_Required work:_ Which lines belong in your copy? Those from the start of the data through the line with "negative clicks: (198, 193) (221, 218)", exactly as written, without any pictures.
>>>>
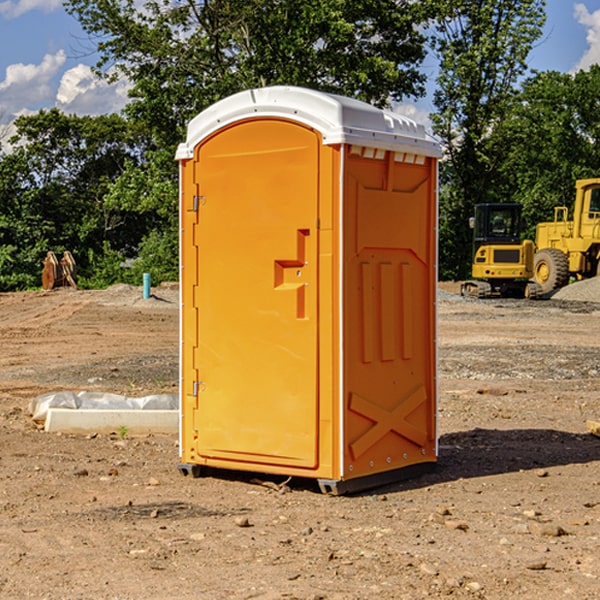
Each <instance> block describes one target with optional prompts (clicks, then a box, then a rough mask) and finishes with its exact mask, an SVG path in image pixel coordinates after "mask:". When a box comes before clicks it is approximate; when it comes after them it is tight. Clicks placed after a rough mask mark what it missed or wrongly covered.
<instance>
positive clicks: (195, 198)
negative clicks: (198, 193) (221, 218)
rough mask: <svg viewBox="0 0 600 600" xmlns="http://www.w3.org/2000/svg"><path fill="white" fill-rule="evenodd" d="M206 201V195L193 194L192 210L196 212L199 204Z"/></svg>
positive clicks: (200, 204) (204, 202) (199, 207)
mask: <svg viewBox="0 0 600 600" xmlns="http://www.w3.org/2000/svg"><path fill="white" fill-rule="evenodd" d="M205 201H206V196H194V204H193V207H192V210H193V211H194V212H198V209H199V208H200V206H202V205H203V204H204V203H205Z"/></svg>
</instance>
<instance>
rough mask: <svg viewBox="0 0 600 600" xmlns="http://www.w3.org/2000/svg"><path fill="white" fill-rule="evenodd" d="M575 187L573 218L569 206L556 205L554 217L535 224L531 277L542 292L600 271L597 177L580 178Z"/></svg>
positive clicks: (598, 208)
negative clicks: (573, 277) (586, 178)
mask: <svg viewBox="0 0 600 600" xmlns="http://www.w3.org/2000/svg"><path fill="white" fill-rule="evenodd" d="M575 189H576V194H575V205H574V206H573V220H572V221H569V220H568V213H569V211H568V208H567V207H566V206H557V207H555V208H554V221H552V222H548V223H538V225H537V227H536V236H535V245H536V254H535V259H534V280H535V281H536V282H537V283H538V284H539V285H540V287H541V290H542V293H543V294H548V293H550V292H552V291H553V290H555V289H558V288H561V287H563V286H565V285H567V283H569V280H570V278H571V277H575V278H576V279H587V278H589V277H595V276H596V275H598V274H599V272H600V269H599V267H600V178H597V179H580V180H578V181H577V182H576V183H575Z"/></svg>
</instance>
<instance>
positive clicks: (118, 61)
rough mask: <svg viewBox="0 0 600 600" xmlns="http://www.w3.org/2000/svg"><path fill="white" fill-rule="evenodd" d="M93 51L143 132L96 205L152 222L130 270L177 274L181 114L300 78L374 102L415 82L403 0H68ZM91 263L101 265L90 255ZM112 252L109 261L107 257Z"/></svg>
mask: <svg viewBox="0 0 600 600" xmlns="http://www.w3.org/2000/svg"><path fill="white" fill-rule="evenodd" d="M66 7H67V10H68V11H69V12H70V13H71V14H73V15H74V16H75V17H76V18H77V19H78V20H79V22H80V23H81V25H82V26H83V28H84V30H85V31H86V32H87V33H88V34H89V36H90V40H91V41H92V43H93V44H94V45H96V47H97V50H98V52H99V54H100V60H99V62H98V64H97V73H98V74H101V75H102V76H104V77H107V78H108V79H111V78H117V77H121V76H124V77H126V78H127V79H128V80H129V81H130V82H131V84H132V87H131V90H130V98H131V101H130V103H129V104H128V106H127V107H126V109H125V113H126V115H127V117H128V118H129V119H130V121H131V122H132V123H134V124H135V125H136V126H138V127H141V128H143V130H144V131H146V132H148V134H149V136H150V137H151V139H152V143H151V144H149V145H148V147H147V149H146V152H145V153H144V156H143V160H142V161H136V160H131V161H128V162H127V163H126V165H125V168H124V170H123V172H122V174H121V176H120V177H119V179H118V180H117V181H115V182H113V183H111V184H110V185H109V188H108V191H107V194H106V197H105V198H104V200H105V203H104V205H105V206H106V207H108V208H110V209H111V210H112V211H115V212H116V213H117V214H130V215H133V214H136V215H138V216H139V217H140V218H144V219H145V220H146V221H147V222H148V223H150V222H151V223H152V225H151V226H150V227H149V228H148V229H147V230H146V235H147V237H145V238H144V239H143V241H142V243H140V244H139V246H138V251H139V256H138V260H137V261H136V262H135V263H134V266H133V267H132V269H131V271H130V272H129V276H130V277H137V276H138V274H139V273H138V271H140V270H141V269H143V270H147V271H150V272H151V273H152V274H153V279H159V280H160V279H163V278H168V277H177V238H178V228H177V214H178V206H177V202H178V192H177V190H178V186H177V165H176V163H175V162H174V160H173V156H174V153H175V149H176V146H177V144H178V143H179V142H181V141H183V139H185V129H186V126H187V123H188V122H189V121H190V120H191V119H192V118H193V117H194V116H195V115H196V114H198V113H199V112H201V111H202V110H204V109H205V108H207V107H208V106H210V105H211V104H213V103H214V102H216V101H218V100H220V99H221V98H224V97H226V96H229V95H231V94H233V93H235V92H238V91H240V90H243V89H248V88H252V87H260V86H267V85H275V84H286V85H299V86H305V87H311V88H316V89H320V90H323V91H328V92H335V93H340V94H344V95H348V96H353V97H356V98H360V99H362V100H365V101H367V102H371V103H373V104H376V105H379V106H383V105H386V104H388V103H389V102H390V101H391V100H400V99H402V98H404V97H406V96H414V97H416V96H418V95H421V94H422V93H423V92H424V81H425V76H424V75H423V74H422V73H420V71H419V64H420V63H421V61H422V60H423V58H424V56H425V41H426V40H425V37H424V35H423V33H421V31H420V29H419V28H418V26H419V25H420V24H422V23H424V22H425V21H426V19H427V17H428V11H430V10H432V7H431V6H430V4H429V3H418V2H417V3H415V2H413V1H412V0H377V1H374V0H303V1H302V2H299V1H298V0H204V1H201V2H195V1H194V0H176V1H175V2H174V1H173V0H147V1H146V2H144V3H143V4H142V5H140V3H139V2H136V1H135V0H125V1H121V0H118V1H117V0H67V2H66ZM94 261H95V263H96V264H97V265H98V266H99V268H100V265H101V264H102V265H103V266H102V270H103V272H106V273H108V272H110V271H111V269H107V267H106V265H105V264H103V261H102V257H101V255H100V254H95V255H94ZM109 262H110V261H109Z"/></svg>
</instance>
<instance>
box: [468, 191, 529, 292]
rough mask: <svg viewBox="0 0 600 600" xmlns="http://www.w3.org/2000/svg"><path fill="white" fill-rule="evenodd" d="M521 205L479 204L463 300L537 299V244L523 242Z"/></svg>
mask: <svg viewBox="0 0 600 600" xmlns="http://www.w3.org/2000/svg"><path fill="white" fill-rule="evenodd" d="M521 210H522V207H521V205H520V204H507V203H502V204H500V203H495V204H491V203H488V204H477V205H475V213H474V216H473V217H472V218H471V219H470V225H471V226H472V228H473V265H472V269H471V270H472V277H473V279H472V280H470V281H465V282H464V283H463V284H462V286H461V294H462V295H463V296H471V297H475V298H490V297H493V296H502V297H517V298H525V297H527V298H529V297H535V296H536V295H537V293H536V290H537V286H535V284H530V282H529V279H530V278H531V277H532V276H533V257H534V250H535V248H534V244H533V242H532V241H531V240H523V241H522V240H521V230H522V226H523V220H522V217H521Z"/></svg>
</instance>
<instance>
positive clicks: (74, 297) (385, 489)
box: [0, 286, 600, 600]
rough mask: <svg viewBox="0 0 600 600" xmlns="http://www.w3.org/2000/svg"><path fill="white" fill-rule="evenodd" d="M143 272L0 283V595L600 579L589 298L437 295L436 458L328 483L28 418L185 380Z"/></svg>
mask: <svg viewBox="0 0 600 600" xmlns="http://www.w3.org/2000/svg"><path fill="white" fill-rule="evenodd" d="M443 287H444V289H445V290H446V292H448V291H456V286H443ZM153 291H154V293H155V297H153V298H150V299H147V300H143V299H142V298H141V288H131V287H128V286H115V287H114V288H110V289H109V290H106V291H94V292H92V291H74V290H56V291H53V292H46V293H43V292H31V293H17V294H0V342H1V344H2V353H1V354H0V598H3V599H4V598H9V599H13V598H14V599H22V598H38V599H42V598H45V599H79V598H81V599H83V598H85V599H86V600H87V599H88V598H94V599H114V600H116V599H142V598H143V599H145V600H149V599H161V600H163V599H170V598H173V599H180V600H191V599H218V600H220V599H229V598H233V599H238V598H244V599H249V598H258V599H263V600H266V599H294V598H296V599H306V600H308V599H311V600H316V599H328V600H332V599H338V600H352V599H357V600H358V599H367V598H369V599H370V598H377V599H411V600H412V599H419V598H425V597H428V598H444V597H453V598H489V599H505V598H509V597H513V598H520V599H537V598H543V599H544V600H559V599H560V600H563V599H571V598H572V599H578V600H587V599H590V600H591V599H595V598H600V470H599V467H600V438H598V437H594V436H593V435H591V434H590V433H588V432H587V430H586V420H587V419H592V420H600V401H599V400H598V398H599V394H600V304H595V303H590V302H576V301H561V300H556V299H552V300H546V301H536V302H527V301H520V300H514V301H499V300H498V301H497V300H491V301H490V300H487V301H477V300H465V299H462V298H460V297H459V296H456V295H453V294H450V293H444V294H442V295H441V298H440V301H439V303H438V305H439V337H438V340H439V367H440V376H439V385H440V400H439V416H438V422H439V433H440V458H439V463H438V466H437V469H436V470H435V471H434V472H432V473H430V474H427V475H425V476H422V477H420V478H418V479H414V480H411V481H406V482H402V483H398V484H394V485H388V486H386V487H384V488H380V489H376V490H372V491H369V492H368V493H363V494H359V495H354V496H344V497H333V496H326V495H322V494H321V493H319V492H318V490H317V488H316V486H314V487H313V486H311V485H309V484H307V482H306V481H301V482H300V481H299V482H296V481H294V480H292V481H290V482H289V484H288V487H287V488H286V487H284V488H282V489H281V490H280V491H278V490H276V489H275V488H276V487H277V486H276V485H273V486H272V487H269V486H267V485H258V484H256V483H253V482H252V480H251V479H250V478H249V477H248V476H244V475H243V474H239V473H238V474H236V473H231V474H228V475H227V476H225V475H223V476H222V477H212V476H211V477H204V478H199V479H193V478H190V477H182V475H181V474H180V473H179V472H178V470H177V462H178V450H177V436H176V435H173V436H159V435H154V436H144V437H133V436H128V435H126V436H125V437H124V438H123V436H122V435H116V434H115V435H80V436H74V435H65V434H63V435H61V434H50V433H46V432H44V431H42V430H40V429H39V428H38V427H36V426H35V424H34V423H33V422H32V420H31V418H30V416H29V415H28V412H27V407H28V404H29V402H30V400H31V399H32V398H35V397H36V396H38V395H39V394H41V393H44V392H48V391H57V390H65V389H66V390H76V391H80V390H90V391H105V392H117V393H121V394H125V395H129V396H143V395H146V394H150V393H159V392H166V393H176V391H177V379H178V366H177V364H178V358H177V351H178V302H177V290H176V289H173V287H168V286H167V287H161V288H157V289H156V290H153ZM598 297H599V298H600V295H599V296H598ZM265 479H268V478H265ZM271 479H272V482H273V483H274V484H279V483H281V480H282V478H280V479H279V480H276V478H271ZM282 492H286V493H282Z"/></svg>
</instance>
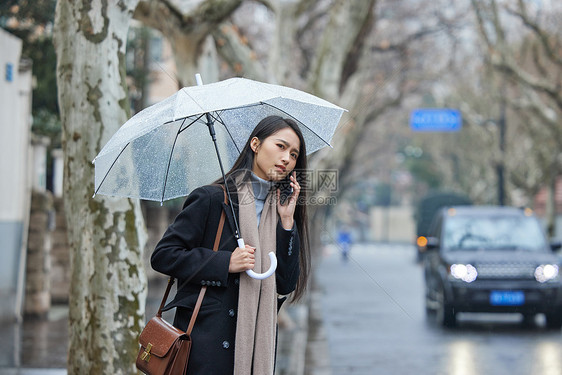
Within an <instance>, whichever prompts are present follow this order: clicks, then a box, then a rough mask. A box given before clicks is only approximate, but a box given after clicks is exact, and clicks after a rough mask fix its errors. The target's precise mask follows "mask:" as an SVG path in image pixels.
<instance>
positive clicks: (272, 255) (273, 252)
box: [238, 238, 277, 280]
mask: <svg viewBox="0 0 562 375" xmlns="http://www.w3.org/2000/svg"><path fill="white" fill-rule="evenodd" d="M245 246H246V245H245V244H244V239H242V238H239V239H238V247H241V248H244V247H245ZM268 255H269V260H270V262H271V265H270V266H269V269H268V270H267V271H265V272H264V273H257V272H254V271H253V270H247V271H246V273H247V274H248V276H250V277H251V278H253V279H258V280H263V279H267V278H268V277H269V276H271V275H273V273H274V272H275V270H276V269H277V257H276V256H275V253H274V252H273V251H270V252H269V254H268Z"/></svg>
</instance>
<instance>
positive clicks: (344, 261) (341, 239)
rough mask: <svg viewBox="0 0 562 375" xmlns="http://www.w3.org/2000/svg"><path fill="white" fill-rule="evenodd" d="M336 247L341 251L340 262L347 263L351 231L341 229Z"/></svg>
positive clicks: (346, 227)
mask: <svg viewBox="0 0 562 375" xmlns="http://www.w3.org/2000/svg"><path fill="white" fill-rule="evenodd" d="M338 245H339V248H340V250H341V255H342V260H343V261H344V262H347V261H348V258H349V251H350V250H351V231H350V230H349V228H347V226H343V227H341V228H340V230H339V232H338Z"/></svg>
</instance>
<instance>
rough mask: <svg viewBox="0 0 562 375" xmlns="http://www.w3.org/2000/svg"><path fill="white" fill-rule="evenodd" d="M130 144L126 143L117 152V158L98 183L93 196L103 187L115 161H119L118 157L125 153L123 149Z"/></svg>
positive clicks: (126, 147)
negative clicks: (117, 152)
mask: <svg viewBox="0 0 562 375" xmlns="http://www.w3.org/2000/svg"><path fill="white" fill-rule="evenodd" d="M130 144H131V142H128V143H127V144H126V145H125V147H123V149H122V150H121V151H119V155H117V157H116V158H115V159H114V160H113V163H111V167H109V169H108V170H107V173H106V174H105V176H103V179H102V180H101V182H100V185H99V186H98V188H97V189H96V191H94V195H96V194H97V193H98V191H100V189H101V186H102V185H103V183H104V182H105V179H106V178H107V176H108V175H109V172H111V169H113V166H114V165H115V163H117V160H119V156H121V154H122V153H123V151H125V149H126V148H127V147H128V146H129V145H130Z"/></svg>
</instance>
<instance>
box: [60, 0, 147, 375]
mask: <svg viewBox="0 0 562 375" xmlns="http://www.w3.org/2000/svg"><path fill="white" fill-rule="evenodd" d="M136 4H137V0H122V1H119V2H113V1H111V2H90V1H69V0H59V1H58V3H57V8H56V16H55V30H54V41H55V47H56V52H57V85H58V95H59V106H60V112H61V118H62V125H63V136H62V137H63V150H64V155H65V159H64V205H65V210H66V216H67V221H68V230H69V243H70V248H71V250H70V251H71V254H70V261H71V286H70V299H69V324H70V348H69V357H68V373H69V374H129V373H131V374H132V373H136V372H137V371H136V369H135V364H134V363H135V357H136V354H137V352H138V341H137V338H138V334H139V333H140V331H141V328H142V326H143V325H144V308H145V299H146V277H145V272H144V268H143V263H142V250H143V247H144V244H145V241H146V233H145V229H144V223H143V219H142V215H141V211H140V205H139V203H138V201H132V200H127V199H114V198H104V197H99V196H98V197H95V198H92V193H93V190H94V167H93V165H92V163H91V161H92V159H93V158H94V157H95V156H96V154H97V153H98V152H99V150H100V148H101V147H102V146H103V145H104V144H105V143H106V142H107V140H108V139H109V138H110V136H111V135H112V134H113V133H115V131H116V130H117V129H118V127H119V125H120V124H122V123H124V122H125V121H126V119H127V117H128V114H129V111H130V110H129V102H128V98H127V89H126V85H125V69H124V62H125V48H126V38H127V31H128V27H129V21H130V19H131V17H132V13H133V10H134V8H135V6H136Z"/></svg>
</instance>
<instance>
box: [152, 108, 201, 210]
mask: <svg viewBox="0 0 562 375" xmlns="http://www.w3.org/2000/svg"><path fill="white" fill-rule="evenodd" d="M185 120H187V117H186V118H184V119H183V121H182V123H181V125H180V127H179V129H178V131H177V132H176V138H174V144H173V145H172V149H171V150H170V158H169V159H168V167H167V168H166V178H164V186H163V188H162V198H160V204H162V202H164V195H165V194H166V184H167V183H168V174H169V172H170V163H171V162H172V155H173V154H174V148H175V147H176V142H177V141H178V136H179V135H180V133H181V128H182V126H183V124H184V123H185ZM196 121H197V120H196ZM189 125H191V124H189ZM189 125H188V126H189Z"/></svg>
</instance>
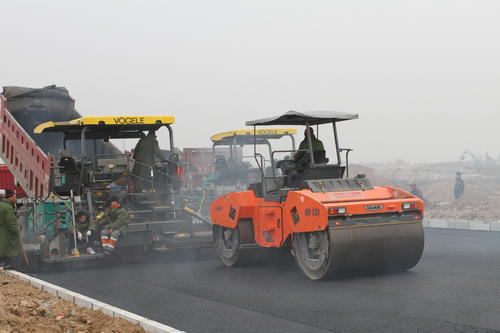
<<<<
_Exercise response:_
Each <instance> block describes one target with optional prompts (clicks, then a box, then a rough mask) and finishes with its exact mask, an SVG path in image pixel coordinates after "mask:". When a box comes before clicks it is approximate; when it comes after them it is tight. Clicks placed after a rough mask mark what it missed or wrongly covered.
<instance>
positive clicks: (195, 198)
negative clicks: (198, 193) (221, 218)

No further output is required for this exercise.